Records from a data collection
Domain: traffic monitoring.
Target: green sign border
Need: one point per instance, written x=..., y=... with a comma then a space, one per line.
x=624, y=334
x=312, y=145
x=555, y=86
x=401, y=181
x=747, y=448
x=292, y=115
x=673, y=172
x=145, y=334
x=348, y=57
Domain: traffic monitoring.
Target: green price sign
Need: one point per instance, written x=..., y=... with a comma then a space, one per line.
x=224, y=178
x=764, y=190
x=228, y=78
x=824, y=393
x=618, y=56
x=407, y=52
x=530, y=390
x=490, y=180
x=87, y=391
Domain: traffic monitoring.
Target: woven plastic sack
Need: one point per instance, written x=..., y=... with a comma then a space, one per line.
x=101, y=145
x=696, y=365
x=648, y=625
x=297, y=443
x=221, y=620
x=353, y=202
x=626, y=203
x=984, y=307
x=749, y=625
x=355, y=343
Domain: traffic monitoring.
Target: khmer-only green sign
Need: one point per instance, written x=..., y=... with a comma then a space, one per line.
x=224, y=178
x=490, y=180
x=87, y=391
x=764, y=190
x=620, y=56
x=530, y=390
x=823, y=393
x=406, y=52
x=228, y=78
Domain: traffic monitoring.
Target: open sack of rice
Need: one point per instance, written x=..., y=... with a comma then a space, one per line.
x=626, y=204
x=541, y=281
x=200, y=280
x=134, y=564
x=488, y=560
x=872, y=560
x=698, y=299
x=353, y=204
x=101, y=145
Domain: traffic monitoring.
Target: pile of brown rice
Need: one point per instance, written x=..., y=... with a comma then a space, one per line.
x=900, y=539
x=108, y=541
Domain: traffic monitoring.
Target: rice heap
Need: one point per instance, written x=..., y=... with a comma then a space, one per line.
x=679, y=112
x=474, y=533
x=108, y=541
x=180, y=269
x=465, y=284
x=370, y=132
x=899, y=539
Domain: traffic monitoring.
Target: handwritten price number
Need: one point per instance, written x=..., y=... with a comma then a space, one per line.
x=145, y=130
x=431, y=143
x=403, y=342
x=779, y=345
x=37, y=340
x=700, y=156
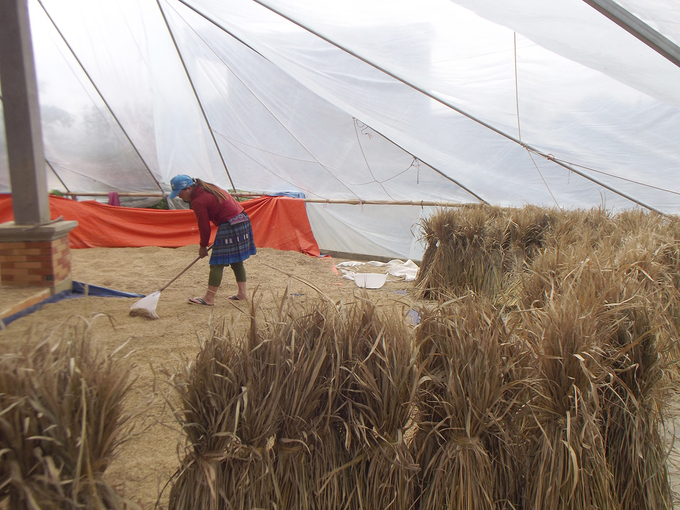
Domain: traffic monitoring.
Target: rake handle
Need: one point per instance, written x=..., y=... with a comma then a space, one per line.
x=183, y=271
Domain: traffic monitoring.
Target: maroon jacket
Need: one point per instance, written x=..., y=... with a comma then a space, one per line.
x=208, y=208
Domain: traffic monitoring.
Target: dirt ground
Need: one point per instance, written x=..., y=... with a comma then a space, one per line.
x=147, y=462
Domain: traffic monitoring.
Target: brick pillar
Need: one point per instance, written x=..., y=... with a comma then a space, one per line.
x=35, y=263
x=36, y=257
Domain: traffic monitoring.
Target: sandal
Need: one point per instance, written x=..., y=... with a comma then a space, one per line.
x=199, y=301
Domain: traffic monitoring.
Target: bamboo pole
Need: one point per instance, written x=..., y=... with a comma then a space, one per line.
x=350, y=201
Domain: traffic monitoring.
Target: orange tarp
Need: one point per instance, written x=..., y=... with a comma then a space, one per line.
x=278, y=222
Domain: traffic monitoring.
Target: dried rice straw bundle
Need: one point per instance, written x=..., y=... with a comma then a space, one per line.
x=641, y=373
x=62, y=421
x=463, y=253
x=368, y=459
x=250, y=411
x=475, y=249
x=567, y=466
x=475, y=380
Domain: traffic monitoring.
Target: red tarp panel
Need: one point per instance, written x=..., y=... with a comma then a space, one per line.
x=278, y=222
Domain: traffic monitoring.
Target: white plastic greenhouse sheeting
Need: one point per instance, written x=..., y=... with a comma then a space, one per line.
x=344, y=109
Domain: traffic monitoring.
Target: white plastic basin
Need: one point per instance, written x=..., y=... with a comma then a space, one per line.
x=370, y=280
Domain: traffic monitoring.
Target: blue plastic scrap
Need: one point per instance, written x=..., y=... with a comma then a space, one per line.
x=78, y=290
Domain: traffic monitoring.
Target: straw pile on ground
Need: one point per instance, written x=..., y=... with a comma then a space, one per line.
x=62, y=421
x=539, y=380
x=312, y=410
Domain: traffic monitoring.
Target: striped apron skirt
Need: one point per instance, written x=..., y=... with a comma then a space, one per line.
x=233, y=243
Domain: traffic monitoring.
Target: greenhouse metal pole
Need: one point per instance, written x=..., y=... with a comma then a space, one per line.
x=198, y=99
x=634, y=25
x=25, y=152
x=462, y=112
x=120, y=125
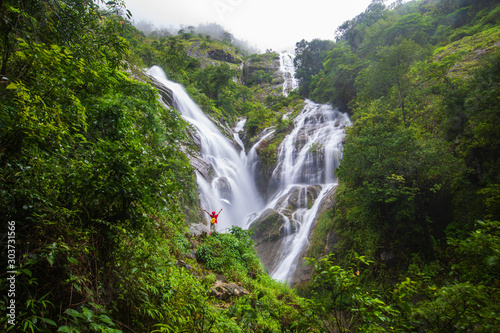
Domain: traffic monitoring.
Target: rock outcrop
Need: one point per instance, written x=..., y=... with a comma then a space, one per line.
x=269, y=231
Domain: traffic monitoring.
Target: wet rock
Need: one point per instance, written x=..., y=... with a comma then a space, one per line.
x=198, y=228
x=165, y=93
x=303, y=197
x=267, y=226
x=204, y=168
x=224, y=187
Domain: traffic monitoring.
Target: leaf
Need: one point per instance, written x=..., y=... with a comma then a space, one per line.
x=49, y=321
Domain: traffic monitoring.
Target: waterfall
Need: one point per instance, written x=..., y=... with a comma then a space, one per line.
x=306, y=161
x=303, y=177
x=307, y=158
x=230, y=185
x=288, y=69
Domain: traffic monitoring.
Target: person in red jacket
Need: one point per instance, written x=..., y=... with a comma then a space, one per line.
x=213, y=219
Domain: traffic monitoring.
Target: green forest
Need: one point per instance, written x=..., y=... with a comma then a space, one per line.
x=97, y=192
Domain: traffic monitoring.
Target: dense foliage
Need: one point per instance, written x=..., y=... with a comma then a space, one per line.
x=95, y=186
x=418, y=192
x=97, y=192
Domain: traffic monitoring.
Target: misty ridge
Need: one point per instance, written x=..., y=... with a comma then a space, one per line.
x=212, y=30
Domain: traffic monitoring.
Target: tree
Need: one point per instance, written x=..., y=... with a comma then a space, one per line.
x=309, y=57
x=391, y=71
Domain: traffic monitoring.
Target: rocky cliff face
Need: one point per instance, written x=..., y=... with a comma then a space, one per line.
x=269, y=229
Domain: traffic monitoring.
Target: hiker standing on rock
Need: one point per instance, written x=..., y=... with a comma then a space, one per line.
x=213, y=219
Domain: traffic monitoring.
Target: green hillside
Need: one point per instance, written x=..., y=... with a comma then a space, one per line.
x=97, y=193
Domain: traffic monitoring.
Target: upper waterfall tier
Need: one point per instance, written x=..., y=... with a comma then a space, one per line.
x=287, y=67
x=230, y=185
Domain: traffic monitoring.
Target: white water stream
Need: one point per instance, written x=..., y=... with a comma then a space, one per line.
x=307, y=158
x=231, y=186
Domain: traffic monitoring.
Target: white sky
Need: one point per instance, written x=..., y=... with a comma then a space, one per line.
x=273, y=24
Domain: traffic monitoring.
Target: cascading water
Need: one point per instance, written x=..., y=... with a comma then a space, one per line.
x=230, y=186
x=307, y=158
x=304, y=174
x=288, y=69
x=303, y=177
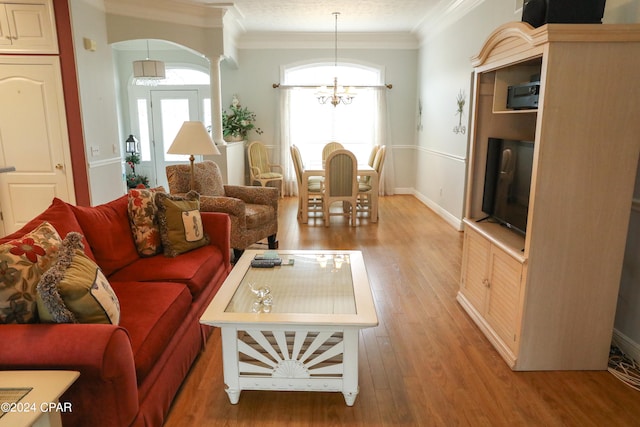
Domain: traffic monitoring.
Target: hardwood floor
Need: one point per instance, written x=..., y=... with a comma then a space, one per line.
x=426, y=364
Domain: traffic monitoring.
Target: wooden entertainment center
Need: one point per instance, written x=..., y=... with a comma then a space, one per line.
x=547, y=300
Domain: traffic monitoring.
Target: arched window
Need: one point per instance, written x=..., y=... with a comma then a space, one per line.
x=312, y=125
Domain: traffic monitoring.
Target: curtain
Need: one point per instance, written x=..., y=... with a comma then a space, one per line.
x=382, y=136
x=290, y=187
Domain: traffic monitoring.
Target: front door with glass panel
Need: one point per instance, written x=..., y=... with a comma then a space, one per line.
x=169, y=109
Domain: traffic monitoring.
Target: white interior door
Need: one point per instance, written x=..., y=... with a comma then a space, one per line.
x=169, y=109
x=33, y=139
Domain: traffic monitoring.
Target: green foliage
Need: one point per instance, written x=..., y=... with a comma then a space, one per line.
x=239, y=120
x=134, y=180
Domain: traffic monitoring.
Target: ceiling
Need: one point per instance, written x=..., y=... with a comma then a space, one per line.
x=307, y=23
x=316, y=15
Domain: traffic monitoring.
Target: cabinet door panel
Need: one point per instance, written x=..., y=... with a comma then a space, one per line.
x=28, y=28
x=5, y=35
x=503, y=305
x=475, y=274
x=33, y=138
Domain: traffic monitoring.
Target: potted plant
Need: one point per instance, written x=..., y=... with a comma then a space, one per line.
x=237, y=122
x=134, y=180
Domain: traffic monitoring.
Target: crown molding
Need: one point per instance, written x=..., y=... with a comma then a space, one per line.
x=302, y=40
x=178, y=12
x=446, y=13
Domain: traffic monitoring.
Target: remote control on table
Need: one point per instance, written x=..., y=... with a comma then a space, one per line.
x=265, y=263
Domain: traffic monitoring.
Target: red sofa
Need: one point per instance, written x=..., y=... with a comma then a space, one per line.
x=129, y=373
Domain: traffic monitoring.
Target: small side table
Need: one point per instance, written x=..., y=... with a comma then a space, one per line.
x=40, y=406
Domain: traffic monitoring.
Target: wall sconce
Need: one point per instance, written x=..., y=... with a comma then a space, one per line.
x=132, y=144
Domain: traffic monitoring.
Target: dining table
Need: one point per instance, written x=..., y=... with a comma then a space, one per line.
x=316, y=169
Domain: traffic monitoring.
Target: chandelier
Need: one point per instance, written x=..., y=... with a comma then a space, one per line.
x=147, y=72
x=338, y=94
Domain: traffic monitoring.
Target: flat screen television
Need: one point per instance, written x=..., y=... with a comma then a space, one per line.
x=507, y=182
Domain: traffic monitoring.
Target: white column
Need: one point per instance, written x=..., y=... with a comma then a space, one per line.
x=216, y=100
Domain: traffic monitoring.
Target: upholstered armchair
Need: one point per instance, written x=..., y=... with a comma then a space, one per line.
x=253, y=210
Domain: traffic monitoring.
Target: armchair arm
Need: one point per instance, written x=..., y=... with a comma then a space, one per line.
x=101, y=353
x=276, y=167
x=229, y=205
x=254, y=195
x=218, y=226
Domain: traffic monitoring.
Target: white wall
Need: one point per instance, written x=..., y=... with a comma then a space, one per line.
x=97, y=102
x=258, y=69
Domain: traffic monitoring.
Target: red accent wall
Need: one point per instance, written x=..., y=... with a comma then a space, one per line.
x=72, y=102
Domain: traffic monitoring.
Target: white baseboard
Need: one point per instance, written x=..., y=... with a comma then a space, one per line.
x=627, y=345
x=447, y=216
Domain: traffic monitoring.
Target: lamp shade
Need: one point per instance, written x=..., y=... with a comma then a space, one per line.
x=148, y=69
x=193, y=138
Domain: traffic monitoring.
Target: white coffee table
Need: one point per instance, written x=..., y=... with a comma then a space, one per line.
x=39, y=404
x=308, y=339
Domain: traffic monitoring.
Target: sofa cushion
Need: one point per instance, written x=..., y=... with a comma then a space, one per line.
x=151, y=313
x=74, y=290
x=60, y=215
x=22, y=263
x=195, y=269
x=143, y=220
x=258, y=215
x=181, y=228
x=106, y=228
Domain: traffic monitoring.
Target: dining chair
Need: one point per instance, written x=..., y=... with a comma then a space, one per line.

TASK TO CARRY OUT -
Output only the number of lines in the data above that include the word "panel".

EXERCISE RESPONSE -
3